▶ Texte fourni
---

Réponse apportée en séance publique le 25/10/2011

M. Michel Doublet. Monsieur le président, monsieur le secrétaire d'État, mes chers collègues, ma question porte sur les conséquences pour les collectivités locales des règles prudentielles déterminées par le comité de Bâle, dit « Bâle III ».

Ces recommandations, qui visent à renforcer la solidité du système bancaire en appliquant des règles plus strictes en matière de capital et de liquidité, devraient avoir pour incidence une réduction sensible des possibilités pour les banques d'accorder des prêts aux collectivités locales.

Alors que les ratios pouvant avoir une incidence sur le financement des collectivités locales ne devraient être obligatoires qu'en 2018, on peut s'interroger sur les motivations réelles des banquiers.

Sur le terrain, nous avons déjà pu constater que certaines banques ont anticipé la mise en œuvre de ces dispositions préjudiciables aux investissements publics locaux et aux acteurs économiques de notre pays.

Pour illustrer mon propos, je souhaite faire un éclairage sur la situation du département de la Charente-Maritime.

En juin dernier, le département a organisé une consultation auprès de plusieurs établissements bancaires afin de pourvoir au financement d'une partie des besoins d'investissement pour l'année 2011. Sur les onze partenaires consultés, seuls cinq ont répondu et il a été décidé de retenir trois offres. Au cours du mois d'août, une des banques choisies a retiré sa proposition en raison de la crise des liquidités.

Cette consultation a ainsi mis en lumière la réduction de notre capacité de négociation due à l'absence de concurrence et au renchérissement du coût du crédit.

Ce qui vaut pour le département vaut également pour les communes. Nos collègues maires nous ont déjà fait part du fait qu'ils rencontraient de telles difficultés.

L'inquiétude des élus locaux est d'autant plus patente que le projet de loi de finances pour 2012 prévoit un nouveau gel en valeur des concours financiers aux collectivités locales.

Les élus locaux ne sont pas hostiles à l'idée de participer à l'effort budgétaire de maîtrise des déficits, mais ils souhaitent que le principe constitutionnel de libre administration des collectivités territoriales soit respecté et veulent conserver leur capacité d'investissement.

Pour cela, il convient de garantir les moyens nécessaires à l'exercice de leurs compétences.

En effet, les collectivités territoriales qui souhaitent investir pour l'avenir doivent avoir recours raisonnablement et en toute sécurité à l'emprunt.

Dans les années quatre-vingt-dix, certains groupes bancaires ont proposé aux collectivités des produits de financement à taux variable, avec la perspective de faire baisser la charge de leur dette. On connaît le résultat : les taux d'intérêt ont explosé, mettant en grande difficulté de nombreuses collectivités.

Ainsi, afin de garantir l'accès à la liquidité en diversifiant les sources de financement, le président de l'Association des maires de France, le président de l'Association des communautés urbaines de France et le président de l'Association des maires de grandes villes de France ont pris l'initiative de proposer la création d'une agence de financement des investissements locaux, proposition qui devrait prochainement trouver une traduction législative.

---

Dans l'intervention sur les règles de Bâle III, combien des banques consultées par le département de la Charente-Maritime ont répondu ?

▶ Données sources
---

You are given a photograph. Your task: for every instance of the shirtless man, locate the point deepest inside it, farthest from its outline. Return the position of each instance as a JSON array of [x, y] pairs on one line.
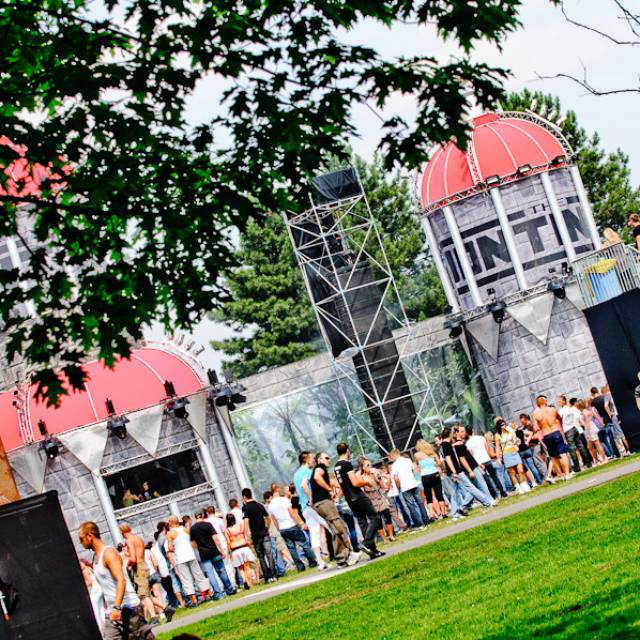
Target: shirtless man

---

▶ Travail réalisé
Seules cinq des onze banques consultées ont répondu.